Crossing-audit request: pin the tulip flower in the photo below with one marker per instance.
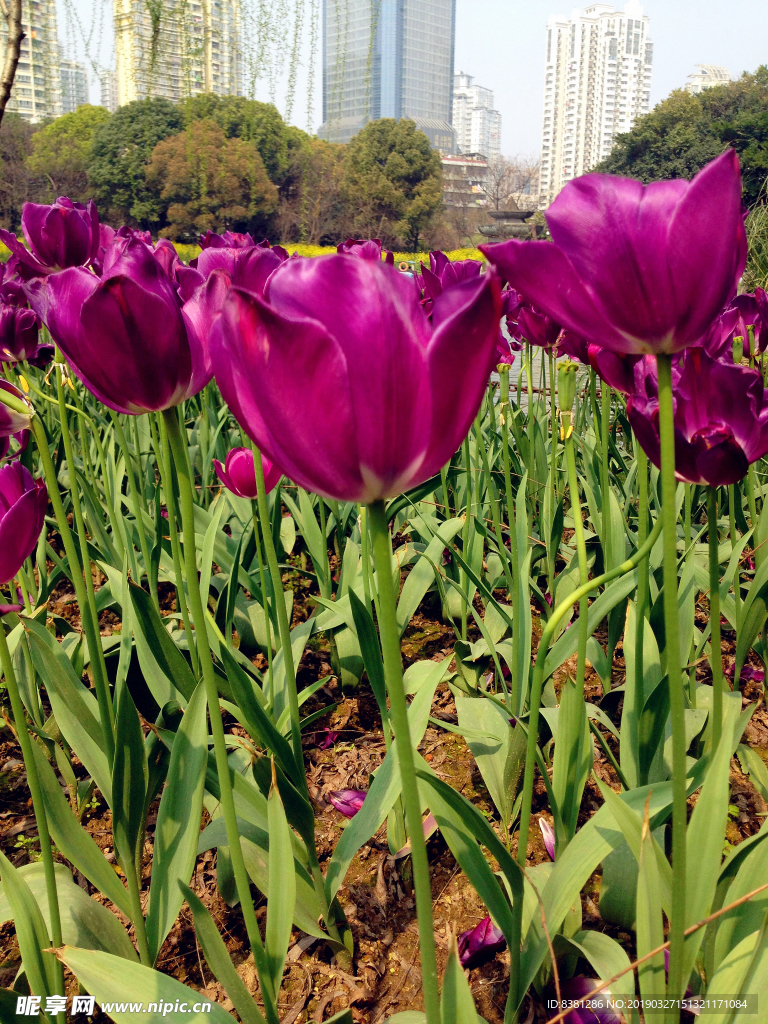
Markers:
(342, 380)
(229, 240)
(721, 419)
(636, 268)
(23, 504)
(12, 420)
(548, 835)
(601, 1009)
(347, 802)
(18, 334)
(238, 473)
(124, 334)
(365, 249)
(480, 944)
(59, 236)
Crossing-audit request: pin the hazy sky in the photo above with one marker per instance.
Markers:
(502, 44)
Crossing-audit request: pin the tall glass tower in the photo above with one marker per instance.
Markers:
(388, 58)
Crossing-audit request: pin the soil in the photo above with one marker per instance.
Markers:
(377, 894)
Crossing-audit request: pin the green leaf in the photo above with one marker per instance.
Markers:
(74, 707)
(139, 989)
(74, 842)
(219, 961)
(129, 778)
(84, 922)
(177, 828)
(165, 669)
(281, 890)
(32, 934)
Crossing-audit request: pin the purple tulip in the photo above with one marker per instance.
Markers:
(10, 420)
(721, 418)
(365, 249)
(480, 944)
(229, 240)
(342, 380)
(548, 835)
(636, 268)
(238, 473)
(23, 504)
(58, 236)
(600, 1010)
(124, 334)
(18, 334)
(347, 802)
* * *
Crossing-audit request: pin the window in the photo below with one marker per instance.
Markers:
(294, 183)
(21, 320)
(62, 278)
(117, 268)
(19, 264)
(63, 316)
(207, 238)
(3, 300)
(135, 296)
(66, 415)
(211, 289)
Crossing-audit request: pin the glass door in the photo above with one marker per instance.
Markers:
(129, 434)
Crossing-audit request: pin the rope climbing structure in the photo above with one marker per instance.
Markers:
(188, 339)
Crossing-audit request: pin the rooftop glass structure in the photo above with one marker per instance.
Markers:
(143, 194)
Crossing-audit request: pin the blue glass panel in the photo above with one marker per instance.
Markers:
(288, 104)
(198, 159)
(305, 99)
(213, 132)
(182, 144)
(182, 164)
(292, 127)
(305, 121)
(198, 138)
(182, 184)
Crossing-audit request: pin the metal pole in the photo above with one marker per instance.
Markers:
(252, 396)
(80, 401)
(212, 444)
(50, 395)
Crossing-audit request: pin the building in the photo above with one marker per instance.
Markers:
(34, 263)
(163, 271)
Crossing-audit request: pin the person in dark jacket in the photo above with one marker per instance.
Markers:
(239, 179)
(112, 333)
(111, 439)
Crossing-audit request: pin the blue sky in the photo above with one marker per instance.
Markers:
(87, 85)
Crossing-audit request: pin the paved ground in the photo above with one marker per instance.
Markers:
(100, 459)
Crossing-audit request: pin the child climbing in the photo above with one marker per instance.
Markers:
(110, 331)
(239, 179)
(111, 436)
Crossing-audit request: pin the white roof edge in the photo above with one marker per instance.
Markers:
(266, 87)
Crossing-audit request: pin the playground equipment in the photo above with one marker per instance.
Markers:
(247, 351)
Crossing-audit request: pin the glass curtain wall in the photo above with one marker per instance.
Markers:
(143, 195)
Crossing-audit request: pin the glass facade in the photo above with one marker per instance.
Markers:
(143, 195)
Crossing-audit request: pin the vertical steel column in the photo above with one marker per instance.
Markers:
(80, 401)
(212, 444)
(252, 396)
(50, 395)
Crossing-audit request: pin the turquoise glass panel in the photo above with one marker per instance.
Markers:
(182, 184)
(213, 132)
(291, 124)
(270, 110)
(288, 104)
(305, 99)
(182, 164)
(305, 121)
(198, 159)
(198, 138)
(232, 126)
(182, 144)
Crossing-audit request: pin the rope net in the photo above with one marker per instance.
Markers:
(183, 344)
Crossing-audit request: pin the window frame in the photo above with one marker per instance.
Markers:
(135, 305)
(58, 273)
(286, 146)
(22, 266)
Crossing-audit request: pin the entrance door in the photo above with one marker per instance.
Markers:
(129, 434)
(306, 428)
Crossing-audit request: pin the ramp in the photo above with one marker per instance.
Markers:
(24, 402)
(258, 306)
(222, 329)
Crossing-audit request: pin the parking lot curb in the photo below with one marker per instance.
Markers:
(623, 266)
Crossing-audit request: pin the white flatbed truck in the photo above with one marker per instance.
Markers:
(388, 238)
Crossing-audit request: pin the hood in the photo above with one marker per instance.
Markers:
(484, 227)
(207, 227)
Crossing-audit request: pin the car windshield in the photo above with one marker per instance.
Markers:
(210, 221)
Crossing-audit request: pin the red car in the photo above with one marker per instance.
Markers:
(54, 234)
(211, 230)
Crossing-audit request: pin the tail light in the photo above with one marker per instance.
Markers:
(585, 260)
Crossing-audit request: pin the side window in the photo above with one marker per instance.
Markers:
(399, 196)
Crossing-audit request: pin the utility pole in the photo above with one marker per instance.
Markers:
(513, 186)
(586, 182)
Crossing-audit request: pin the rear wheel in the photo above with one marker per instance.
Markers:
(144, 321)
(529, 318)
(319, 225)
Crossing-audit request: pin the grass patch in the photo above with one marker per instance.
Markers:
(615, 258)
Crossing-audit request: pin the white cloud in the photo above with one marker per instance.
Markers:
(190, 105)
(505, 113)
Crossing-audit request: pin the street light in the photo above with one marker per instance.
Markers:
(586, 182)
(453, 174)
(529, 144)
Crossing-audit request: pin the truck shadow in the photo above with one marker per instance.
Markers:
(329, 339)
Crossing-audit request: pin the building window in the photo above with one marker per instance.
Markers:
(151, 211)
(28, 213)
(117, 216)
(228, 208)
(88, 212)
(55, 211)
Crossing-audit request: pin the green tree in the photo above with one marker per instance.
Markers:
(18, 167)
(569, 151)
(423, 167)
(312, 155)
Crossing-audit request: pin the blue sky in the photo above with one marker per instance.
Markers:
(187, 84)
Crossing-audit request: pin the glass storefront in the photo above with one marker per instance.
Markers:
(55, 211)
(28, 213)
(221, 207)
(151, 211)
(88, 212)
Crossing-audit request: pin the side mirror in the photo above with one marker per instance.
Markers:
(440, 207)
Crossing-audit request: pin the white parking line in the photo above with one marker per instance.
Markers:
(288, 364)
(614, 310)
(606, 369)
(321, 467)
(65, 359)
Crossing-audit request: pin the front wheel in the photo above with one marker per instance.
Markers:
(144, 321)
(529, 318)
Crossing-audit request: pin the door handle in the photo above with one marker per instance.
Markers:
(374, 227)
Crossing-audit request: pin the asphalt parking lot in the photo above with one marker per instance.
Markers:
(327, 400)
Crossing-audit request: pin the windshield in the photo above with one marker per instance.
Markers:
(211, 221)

▶ _PROBLEM REQUIREMENTS_
List every line in the entries above that contains the word "side", matching case exactly.

▶ _OUTPUT FOR THIS EXERCISE_
Crossing-audit request: pin the side window in the photo above with one marker per instance.
Crossing-audit request: pin the side mirror in the photo above with one marker per instance.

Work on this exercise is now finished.